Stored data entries

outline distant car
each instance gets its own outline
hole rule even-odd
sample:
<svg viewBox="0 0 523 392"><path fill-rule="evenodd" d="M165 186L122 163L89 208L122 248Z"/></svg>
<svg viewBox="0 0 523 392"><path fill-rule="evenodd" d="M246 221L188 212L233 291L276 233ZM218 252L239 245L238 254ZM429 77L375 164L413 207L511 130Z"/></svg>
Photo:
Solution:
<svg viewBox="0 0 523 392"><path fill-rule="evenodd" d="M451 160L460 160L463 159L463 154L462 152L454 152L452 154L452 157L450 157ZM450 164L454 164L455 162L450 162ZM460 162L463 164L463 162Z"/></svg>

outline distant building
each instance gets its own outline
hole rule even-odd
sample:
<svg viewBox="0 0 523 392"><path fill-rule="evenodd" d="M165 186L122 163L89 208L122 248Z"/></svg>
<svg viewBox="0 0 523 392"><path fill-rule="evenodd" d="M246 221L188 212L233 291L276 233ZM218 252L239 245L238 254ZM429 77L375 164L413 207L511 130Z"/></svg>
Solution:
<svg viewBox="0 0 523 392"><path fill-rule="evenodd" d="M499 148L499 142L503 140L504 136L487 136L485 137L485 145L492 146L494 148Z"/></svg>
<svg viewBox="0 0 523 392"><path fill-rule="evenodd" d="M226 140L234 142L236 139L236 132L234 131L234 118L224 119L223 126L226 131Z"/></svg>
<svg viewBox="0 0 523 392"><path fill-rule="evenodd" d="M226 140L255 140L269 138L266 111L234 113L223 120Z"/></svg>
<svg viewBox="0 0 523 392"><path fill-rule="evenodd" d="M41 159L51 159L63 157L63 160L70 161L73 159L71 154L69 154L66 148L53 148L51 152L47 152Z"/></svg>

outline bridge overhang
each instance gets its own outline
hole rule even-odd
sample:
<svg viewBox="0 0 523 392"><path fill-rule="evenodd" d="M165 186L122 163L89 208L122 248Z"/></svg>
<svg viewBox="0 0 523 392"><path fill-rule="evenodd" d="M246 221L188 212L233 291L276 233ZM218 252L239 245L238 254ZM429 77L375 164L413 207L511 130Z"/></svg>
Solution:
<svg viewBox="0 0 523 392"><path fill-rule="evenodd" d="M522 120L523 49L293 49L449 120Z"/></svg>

==

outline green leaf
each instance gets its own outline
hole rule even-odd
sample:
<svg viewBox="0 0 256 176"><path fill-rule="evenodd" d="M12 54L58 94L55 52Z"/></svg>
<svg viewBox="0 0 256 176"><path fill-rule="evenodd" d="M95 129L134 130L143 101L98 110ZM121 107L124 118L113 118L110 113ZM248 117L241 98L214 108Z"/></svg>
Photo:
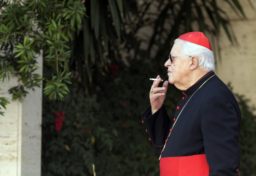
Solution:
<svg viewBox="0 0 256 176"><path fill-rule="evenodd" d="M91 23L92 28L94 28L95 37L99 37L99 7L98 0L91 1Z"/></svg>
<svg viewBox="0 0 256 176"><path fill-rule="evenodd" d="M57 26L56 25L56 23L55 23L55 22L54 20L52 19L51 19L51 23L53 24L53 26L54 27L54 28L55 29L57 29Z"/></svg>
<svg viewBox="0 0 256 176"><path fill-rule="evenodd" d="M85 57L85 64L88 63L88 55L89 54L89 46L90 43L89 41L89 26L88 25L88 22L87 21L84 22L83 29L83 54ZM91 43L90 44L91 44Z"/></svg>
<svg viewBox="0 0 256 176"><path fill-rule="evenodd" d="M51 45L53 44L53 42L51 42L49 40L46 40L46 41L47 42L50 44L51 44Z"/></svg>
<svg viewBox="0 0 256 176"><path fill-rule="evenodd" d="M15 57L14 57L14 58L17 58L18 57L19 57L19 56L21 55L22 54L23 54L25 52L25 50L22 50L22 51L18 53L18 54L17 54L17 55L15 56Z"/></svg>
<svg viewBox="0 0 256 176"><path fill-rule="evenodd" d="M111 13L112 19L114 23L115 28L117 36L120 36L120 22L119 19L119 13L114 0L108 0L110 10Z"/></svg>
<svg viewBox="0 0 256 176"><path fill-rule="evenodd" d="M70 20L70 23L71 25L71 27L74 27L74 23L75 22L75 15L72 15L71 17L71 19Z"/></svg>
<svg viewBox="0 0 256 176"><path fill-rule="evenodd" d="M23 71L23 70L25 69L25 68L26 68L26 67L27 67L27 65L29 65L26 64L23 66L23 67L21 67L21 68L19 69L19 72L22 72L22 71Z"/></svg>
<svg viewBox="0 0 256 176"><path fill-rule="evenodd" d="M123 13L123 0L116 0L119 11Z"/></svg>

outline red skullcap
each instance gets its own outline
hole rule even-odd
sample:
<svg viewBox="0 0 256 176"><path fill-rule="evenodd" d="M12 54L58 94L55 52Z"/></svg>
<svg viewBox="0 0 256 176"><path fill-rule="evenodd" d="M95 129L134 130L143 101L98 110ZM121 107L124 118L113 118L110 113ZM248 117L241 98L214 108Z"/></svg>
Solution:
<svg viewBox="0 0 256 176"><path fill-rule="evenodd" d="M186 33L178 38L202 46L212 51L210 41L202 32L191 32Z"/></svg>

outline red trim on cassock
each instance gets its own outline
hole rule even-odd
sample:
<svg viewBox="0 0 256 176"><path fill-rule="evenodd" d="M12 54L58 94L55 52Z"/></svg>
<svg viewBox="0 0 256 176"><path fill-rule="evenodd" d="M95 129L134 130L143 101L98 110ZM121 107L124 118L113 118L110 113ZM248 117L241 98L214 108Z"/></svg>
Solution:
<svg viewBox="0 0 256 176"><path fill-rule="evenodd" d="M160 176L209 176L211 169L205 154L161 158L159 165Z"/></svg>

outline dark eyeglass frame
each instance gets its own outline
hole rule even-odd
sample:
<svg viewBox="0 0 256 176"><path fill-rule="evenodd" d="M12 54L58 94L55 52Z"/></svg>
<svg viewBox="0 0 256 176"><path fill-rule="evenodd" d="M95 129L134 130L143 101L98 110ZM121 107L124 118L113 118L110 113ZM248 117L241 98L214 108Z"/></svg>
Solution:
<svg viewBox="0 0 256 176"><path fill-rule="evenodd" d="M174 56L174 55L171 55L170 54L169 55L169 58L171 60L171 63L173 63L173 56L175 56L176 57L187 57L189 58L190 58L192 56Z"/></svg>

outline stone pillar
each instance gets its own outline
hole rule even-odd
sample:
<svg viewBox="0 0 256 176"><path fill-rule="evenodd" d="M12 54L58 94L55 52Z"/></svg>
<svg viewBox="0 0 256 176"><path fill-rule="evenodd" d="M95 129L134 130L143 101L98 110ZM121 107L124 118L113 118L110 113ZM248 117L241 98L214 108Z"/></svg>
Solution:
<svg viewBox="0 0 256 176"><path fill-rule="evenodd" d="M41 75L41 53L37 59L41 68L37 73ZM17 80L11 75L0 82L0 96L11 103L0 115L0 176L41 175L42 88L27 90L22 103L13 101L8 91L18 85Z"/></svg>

> _Stated task_
Report every line in the stored data entries that contains the word "distant", copying each such line in full.

> _Complete response_
outline distant car
outline distant building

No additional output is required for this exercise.